Exercise tasks:
[A] In two sentences, summarize the Pastebin system design text.
[B] According to the Pastebin system design text, what uptime must the service have?
[C] Pick up the Pastebin system design text where it stops and write the next part.

Extracted text:
☆ ☆ ☆ ☆ ☆
Design Pastebin - System Design

Requirements

Allow users to upload and store text or code snippets.
Generate a unique shareable URL for each paste.
URLs need to be non guessable by being a randomly generated UUID.
Enable retrieval of paste content by URL.
Support expiration and TTL for pastes.
Allow paste owners or the system to delete a paste before its natural expiration.

Needs to have low latency (10 ms to 100 ms for write and 10 ms for reads by using caching and CDN)
Needs to be consistent (We must always be able to retrieve the exact contents the user wrote)
Needs to be scalable (Needs to handle 100,000 reads and 10,000 writes per second during peak usage)
Needs to have high availability (Needs to have an uptime of 99.9% or higher)

Assume on average, we get about 50,000 reads per second and 5000 writes per second.
Assume the average paste size is 10KBs.
50,000 reads per second * 10KBs = 500,000 KBs (0.5 GB) * 60 seconds * 60 minutes * 24 hours = 43,200 GB per day * 365 days = 15.7 million GB per year
5000 writes per second * 10KBs = 50,000 KBs (0.05 GB) * 60 seconds * 60 minutes * 24 hours = 4320 GB per day * 365 days = 1.57 million GB per year

savePaste:
1. This endpoint accepts a string and an optional TTL and return a randomly generated UUID as the id for this paste. The contents will be written to a write-through cache and to the DDB. The user will also be limited to saving 5 posts a minute.
2. Request: { contents: string, ttl?: integer }
3. Response: { id: string }
getPaste:
1. This endpoint takes a UUID string and attempts to retrieve the corresponding paste from the cache. If there is a cache miss, we will retrieve it from the database.
2. Request: { id: string }
3. Response: { contents: string }
deletePaste:
1. This endpoint will take in a UUID string and will attempt to delete the corresponding paste from the cache (if it exists) and in the database.
2. Request: { id: string }
3. Response: None

We will first have the Client connect to the CDN to retrieve static content to boost performance.
When the Client makes a request, they will first reach the rate limiter to limit the number of pastes that they can create within a minute (5 pastes per minute). If they exceed this limit, they will receive an error.
☆ ☆ ☆ ☆ ☆
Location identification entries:
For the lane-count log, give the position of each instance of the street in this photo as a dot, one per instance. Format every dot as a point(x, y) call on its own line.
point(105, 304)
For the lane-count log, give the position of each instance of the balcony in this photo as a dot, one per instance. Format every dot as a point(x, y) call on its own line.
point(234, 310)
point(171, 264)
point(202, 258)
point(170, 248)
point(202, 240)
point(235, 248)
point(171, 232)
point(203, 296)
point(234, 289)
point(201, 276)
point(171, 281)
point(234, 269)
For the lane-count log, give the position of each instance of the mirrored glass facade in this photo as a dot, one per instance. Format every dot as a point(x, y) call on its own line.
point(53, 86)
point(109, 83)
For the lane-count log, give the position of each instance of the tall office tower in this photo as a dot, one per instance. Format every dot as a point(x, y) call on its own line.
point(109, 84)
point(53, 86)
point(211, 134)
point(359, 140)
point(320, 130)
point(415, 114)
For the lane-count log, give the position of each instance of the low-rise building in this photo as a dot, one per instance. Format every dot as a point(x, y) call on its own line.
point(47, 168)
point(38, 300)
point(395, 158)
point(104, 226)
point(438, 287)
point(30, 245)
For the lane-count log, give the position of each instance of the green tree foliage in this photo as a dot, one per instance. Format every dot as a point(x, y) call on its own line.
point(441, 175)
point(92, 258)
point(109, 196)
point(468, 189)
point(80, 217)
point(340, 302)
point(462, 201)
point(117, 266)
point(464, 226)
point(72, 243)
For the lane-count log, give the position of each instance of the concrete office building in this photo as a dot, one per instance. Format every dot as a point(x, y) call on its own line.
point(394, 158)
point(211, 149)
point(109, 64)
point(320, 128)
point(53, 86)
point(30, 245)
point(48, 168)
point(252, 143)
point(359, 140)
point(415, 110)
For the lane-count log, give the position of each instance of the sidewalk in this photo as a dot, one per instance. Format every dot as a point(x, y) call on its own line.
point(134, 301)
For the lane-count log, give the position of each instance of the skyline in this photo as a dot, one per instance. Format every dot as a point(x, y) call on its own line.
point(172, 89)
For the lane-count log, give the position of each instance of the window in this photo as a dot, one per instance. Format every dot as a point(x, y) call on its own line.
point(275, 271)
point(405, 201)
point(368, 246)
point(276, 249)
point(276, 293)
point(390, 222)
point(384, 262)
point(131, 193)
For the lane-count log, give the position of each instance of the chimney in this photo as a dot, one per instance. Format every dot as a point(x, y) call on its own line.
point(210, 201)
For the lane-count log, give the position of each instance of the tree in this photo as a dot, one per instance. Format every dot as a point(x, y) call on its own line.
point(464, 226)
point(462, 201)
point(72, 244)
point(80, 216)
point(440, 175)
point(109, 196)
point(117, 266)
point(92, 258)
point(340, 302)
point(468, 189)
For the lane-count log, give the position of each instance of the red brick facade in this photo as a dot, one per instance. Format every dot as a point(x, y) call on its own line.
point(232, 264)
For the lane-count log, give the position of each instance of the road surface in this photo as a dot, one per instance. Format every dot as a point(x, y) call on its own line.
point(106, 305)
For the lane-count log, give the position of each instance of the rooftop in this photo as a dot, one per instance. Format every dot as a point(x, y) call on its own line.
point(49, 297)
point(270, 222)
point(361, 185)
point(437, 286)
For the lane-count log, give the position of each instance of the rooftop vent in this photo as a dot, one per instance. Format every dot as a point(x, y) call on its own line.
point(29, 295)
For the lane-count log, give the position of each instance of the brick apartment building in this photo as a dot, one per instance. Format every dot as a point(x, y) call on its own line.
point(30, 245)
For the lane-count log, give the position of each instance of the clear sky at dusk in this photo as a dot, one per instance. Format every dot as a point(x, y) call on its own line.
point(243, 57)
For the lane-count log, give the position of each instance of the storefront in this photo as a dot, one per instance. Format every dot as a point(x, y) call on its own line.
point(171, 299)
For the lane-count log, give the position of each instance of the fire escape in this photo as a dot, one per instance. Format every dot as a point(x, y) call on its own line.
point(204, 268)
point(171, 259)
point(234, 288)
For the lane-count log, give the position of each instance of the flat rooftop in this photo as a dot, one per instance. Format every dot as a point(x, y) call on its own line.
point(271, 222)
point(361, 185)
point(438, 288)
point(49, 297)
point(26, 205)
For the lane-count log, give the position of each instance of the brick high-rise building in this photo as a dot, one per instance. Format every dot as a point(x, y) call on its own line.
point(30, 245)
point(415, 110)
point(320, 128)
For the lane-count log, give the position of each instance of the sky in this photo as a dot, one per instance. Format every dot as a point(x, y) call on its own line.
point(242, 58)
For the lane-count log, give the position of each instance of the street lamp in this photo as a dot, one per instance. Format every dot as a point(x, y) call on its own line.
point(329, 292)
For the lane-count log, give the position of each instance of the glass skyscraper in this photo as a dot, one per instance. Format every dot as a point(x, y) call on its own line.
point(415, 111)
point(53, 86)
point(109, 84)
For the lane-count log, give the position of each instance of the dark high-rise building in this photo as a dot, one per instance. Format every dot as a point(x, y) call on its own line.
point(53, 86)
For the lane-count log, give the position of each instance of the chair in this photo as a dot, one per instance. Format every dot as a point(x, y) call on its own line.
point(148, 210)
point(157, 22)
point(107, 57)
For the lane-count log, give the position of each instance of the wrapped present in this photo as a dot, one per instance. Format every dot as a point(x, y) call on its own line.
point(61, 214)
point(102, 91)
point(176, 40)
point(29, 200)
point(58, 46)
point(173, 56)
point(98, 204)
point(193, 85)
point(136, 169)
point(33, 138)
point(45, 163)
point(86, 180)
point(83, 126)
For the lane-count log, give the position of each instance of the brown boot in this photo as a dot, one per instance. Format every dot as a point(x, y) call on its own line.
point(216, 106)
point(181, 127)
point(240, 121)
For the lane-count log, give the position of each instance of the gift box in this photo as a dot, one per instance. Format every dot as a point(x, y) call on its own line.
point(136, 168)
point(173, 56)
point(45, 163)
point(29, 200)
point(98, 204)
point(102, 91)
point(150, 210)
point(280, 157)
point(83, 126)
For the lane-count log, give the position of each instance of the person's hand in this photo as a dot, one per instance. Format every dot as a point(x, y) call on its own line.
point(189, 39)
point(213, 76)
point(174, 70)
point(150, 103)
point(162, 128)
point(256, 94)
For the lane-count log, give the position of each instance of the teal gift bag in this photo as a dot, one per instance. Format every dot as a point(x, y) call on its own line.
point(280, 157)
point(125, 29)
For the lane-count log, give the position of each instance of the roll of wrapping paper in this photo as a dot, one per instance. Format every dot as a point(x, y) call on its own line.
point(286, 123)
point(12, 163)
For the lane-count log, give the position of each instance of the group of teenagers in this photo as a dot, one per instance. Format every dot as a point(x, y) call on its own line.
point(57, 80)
☆ ☆ ☆ ☆ ☆
Answer list:
[A] The design calls for a Pastebin service that stores text or code snippets, gives each one a random UUID URL, and supports retrieval, expiration and early deletion, all with low latency, consistency, scalability and high availability. It estimates daily and yearly data volume, defines savePaste, getPaste and deletePaste endpoints backed by a cache and a database, and sends clients through a CDN and a rate limiter that allows five pastes per minute.

[B] An uptime of 99.9% or higher.

[C]
After the rate limiting, we will reach the load balancer to equally distribute the load between servers.
At the server, we reach two different services.
1. Generation Service: This service will randomly generate a UUID for the paste on creation.
2. Paste Service: This service will handle the creation of the paste into an S3 bucket, updating the paste, getting the paste, and deleting the paste.
Both of these services will first go through the Write Through Cache. The cache will store the data for recently accessed pastes to improve performance. We can prevent the cache from being a single point of failure by having multiple cache instances and replicating the data across those instances.
When we update the cache, we will also update the database. The database will store the metadata of the paste such as the creation date or TTL if the user chose to add it. Once the TTL is reached, it will trigger the Expiration Service to clean up that paste from the cache, database, and S3 bucket.

Generation Service
1. This service will handle the generation of the UUID for the creation of the paste. We can ensure that there is never a collision (having 2 of the same UUIDs) by first checking in the database if that UUID already exists. We can ensure randomness in the UUID by hashing the userID and the timestamp to generate that ID. Furthermore, we can also implement idempotency by including an idempotency key in the request to check if we have already made the request.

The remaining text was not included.